---------- Supplied information

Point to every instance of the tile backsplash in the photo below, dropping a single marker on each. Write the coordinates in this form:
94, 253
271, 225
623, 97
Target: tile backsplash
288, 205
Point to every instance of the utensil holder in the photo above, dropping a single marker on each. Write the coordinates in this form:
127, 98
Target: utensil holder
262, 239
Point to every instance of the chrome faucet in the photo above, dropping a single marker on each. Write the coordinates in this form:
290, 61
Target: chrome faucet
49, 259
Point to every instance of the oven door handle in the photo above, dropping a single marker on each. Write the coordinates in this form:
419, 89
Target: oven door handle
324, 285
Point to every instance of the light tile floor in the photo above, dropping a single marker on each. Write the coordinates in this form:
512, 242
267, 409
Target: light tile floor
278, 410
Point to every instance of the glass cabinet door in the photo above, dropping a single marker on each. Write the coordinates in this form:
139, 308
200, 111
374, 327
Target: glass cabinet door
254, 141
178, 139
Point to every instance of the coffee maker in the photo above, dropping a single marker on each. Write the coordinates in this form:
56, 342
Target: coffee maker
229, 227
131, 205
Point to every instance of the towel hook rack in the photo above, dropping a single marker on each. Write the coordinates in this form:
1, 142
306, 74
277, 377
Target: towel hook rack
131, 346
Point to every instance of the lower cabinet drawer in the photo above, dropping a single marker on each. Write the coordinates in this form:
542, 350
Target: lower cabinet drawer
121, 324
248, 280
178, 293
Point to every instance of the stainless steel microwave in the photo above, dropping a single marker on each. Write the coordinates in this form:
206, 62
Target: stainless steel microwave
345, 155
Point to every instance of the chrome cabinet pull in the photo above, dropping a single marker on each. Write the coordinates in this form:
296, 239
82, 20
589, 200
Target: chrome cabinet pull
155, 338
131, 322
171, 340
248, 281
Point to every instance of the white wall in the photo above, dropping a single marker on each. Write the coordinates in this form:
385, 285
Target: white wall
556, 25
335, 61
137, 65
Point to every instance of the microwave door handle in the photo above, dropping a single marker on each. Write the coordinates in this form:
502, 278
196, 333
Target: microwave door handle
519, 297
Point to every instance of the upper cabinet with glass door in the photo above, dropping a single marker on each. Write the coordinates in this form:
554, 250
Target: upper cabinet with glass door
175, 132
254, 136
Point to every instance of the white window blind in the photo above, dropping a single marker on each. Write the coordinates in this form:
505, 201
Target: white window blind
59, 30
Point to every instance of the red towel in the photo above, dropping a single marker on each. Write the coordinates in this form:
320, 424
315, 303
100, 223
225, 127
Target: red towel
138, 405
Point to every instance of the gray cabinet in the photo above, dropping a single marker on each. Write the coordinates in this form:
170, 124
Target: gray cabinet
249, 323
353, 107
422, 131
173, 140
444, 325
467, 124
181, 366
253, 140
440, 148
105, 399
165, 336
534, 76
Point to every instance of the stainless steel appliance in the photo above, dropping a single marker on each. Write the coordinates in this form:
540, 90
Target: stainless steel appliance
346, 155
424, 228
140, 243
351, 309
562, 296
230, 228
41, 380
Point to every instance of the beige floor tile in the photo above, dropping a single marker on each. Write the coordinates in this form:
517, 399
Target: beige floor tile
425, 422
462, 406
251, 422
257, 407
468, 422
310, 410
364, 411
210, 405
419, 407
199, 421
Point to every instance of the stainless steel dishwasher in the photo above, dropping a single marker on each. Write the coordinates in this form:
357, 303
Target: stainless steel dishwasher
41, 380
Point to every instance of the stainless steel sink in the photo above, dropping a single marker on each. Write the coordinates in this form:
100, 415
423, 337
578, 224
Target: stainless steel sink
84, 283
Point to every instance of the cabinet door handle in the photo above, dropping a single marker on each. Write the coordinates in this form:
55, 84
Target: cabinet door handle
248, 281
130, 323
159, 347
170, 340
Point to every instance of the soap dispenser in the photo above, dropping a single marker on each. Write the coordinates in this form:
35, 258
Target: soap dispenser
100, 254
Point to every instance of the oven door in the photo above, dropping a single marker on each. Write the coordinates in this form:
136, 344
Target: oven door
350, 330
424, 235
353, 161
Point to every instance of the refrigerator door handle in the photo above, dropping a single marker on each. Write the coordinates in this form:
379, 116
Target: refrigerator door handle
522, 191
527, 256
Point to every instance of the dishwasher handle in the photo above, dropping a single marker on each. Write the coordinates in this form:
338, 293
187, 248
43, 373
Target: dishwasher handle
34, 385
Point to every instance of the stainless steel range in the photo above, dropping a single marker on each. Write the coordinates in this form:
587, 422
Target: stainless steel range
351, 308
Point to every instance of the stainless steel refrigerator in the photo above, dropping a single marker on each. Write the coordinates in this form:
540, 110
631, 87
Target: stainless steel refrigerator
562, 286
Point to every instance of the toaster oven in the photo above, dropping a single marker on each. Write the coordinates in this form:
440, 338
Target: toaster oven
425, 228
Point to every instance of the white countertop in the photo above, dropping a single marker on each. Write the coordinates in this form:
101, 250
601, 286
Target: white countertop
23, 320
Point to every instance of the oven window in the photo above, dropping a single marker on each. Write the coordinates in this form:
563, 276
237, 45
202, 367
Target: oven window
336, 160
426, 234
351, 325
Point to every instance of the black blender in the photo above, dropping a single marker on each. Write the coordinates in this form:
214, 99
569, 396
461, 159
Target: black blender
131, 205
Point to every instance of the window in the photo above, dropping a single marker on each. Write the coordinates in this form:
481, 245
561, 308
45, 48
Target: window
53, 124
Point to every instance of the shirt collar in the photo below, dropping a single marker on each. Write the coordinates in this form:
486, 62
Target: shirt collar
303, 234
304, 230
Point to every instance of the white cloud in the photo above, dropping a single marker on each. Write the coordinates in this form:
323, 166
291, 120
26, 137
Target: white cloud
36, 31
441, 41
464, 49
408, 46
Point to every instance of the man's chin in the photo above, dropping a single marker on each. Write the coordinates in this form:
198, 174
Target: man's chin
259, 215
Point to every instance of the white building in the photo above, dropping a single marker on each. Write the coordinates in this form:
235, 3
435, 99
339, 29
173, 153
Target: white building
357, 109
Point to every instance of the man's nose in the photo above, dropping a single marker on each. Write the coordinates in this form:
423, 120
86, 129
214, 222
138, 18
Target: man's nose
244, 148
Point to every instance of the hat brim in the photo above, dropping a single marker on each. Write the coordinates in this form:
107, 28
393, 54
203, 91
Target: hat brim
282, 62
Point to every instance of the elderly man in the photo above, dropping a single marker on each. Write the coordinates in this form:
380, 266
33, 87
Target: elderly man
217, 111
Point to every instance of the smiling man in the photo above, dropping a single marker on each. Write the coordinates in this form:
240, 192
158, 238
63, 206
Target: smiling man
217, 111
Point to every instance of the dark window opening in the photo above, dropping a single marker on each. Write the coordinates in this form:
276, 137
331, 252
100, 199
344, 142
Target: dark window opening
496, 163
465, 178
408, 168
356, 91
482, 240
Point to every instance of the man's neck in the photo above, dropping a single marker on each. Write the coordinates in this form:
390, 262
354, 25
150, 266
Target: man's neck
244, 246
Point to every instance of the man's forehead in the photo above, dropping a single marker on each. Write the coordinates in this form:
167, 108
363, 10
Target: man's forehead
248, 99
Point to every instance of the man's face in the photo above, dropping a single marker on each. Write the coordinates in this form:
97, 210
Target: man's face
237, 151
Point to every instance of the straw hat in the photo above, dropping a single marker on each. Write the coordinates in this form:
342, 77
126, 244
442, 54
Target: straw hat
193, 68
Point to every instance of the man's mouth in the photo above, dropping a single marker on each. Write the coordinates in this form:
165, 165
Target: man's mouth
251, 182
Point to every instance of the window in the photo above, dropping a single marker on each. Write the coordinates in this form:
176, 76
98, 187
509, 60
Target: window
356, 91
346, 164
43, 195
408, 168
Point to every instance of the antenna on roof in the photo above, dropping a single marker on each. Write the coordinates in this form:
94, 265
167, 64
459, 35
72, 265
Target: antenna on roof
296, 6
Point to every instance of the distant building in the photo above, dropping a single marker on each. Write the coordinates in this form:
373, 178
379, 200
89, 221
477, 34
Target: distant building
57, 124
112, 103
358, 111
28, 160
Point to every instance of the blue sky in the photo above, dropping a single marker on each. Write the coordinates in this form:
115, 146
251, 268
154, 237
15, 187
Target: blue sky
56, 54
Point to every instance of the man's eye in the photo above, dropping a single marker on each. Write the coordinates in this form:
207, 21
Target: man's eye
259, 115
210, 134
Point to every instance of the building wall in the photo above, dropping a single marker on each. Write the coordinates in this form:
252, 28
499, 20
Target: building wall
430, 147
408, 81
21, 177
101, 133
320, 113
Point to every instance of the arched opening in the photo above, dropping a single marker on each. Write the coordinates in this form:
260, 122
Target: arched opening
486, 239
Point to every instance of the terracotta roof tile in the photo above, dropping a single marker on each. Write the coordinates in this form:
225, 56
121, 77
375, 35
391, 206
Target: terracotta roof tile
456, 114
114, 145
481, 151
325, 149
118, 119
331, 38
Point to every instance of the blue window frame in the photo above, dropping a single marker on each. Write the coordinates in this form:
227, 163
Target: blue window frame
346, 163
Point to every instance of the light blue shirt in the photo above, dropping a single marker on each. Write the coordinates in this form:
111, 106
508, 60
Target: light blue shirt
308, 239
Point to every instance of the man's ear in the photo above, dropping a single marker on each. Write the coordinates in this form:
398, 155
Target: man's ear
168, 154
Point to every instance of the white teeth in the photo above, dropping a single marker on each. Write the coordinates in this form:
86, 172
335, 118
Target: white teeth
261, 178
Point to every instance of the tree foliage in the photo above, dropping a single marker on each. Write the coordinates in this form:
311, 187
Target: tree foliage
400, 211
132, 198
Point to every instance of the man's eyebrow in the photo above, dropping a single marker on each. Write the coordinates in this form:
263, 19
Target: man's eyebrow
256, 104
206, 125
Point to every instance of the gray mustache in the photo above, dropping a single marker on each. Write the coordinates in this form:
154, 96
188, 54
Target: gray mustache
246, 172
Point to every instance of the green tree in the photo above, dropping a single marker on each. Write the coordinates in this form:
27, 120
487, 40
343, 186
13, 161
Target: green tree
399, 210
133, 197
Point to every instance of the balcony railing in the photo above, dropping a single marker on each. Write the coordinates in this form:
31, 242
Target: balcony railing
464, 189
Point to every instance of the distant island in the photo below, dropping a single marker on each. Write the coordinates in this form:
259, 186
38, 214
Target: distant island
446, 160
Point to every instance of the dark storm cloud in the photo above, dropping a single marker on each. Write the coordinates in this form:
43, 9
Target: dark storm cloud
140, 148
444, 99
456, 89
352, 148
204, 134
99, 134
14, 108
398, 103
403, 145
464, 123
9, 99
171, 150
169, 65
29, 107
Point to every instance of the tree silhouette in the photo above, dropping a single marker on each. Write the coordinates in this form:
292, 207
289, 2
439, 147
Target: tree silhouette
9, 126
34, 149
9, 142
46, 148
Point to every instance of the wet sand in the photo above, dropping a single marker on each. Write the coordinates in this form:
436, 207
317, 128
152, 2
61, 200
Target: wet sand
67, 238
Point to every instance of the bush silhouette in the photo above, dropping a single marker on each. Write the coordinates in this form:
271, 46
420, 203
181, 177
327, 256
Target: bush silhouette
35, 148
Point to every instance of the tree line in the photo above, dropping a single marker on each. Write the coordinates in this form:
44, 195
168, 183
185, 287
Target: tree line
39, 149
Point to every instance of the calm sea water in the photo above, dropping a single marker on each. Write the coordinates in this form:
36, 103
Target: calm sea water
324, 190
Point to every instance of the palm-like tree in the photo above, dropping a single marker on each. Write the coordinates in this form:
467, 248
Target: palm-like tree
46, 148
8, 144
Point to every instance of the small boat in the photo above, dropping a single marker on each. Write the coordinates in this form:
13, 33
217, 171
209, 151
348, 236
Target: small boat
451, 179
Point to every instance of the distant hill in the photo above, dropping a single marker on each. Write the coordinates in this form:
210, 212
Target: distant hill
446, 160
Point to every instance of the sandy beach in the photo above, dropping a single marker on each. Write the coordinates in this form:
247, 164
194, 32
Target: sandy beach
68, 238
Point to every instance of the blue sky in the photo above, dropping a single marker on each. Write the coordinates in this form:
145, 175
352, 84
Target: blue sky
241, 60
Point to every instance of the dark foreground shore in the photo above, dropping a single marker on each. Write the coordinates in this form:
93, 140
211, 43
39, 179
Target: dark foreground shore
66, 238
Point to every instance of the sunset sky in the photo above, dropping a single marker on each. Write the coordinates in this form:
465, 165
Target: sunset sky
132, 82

--------------------

Please quote nothing but the lines from the line with "Point to every instance of the sandy" through the end of the data above, exactly as written, ends included.

Point to every instance of the sandy beach in the photo above, dropping a single marker on each. Write the coordinates in this form:
247, 164
194, 32
Target: sandy beach
68, 238
Point to every instance of the blue sky in the photo above, dropping a single marker on each. Write the coordinates in this form:
145, 175
352, 84
Target: blue sky
241, 60
Point to every instance of the dark foreground shore in the photo above, dropping a single marker on each. Write the coordinates in this form:
93, 140
211, 43
39, 179
Target: dark foreground shore
66, 238
Point to every instance of the sunset sky in the photo above, dropping a single marker on each. Write the coordinates in this form:
465, 165
Target: sunset sky
132, 82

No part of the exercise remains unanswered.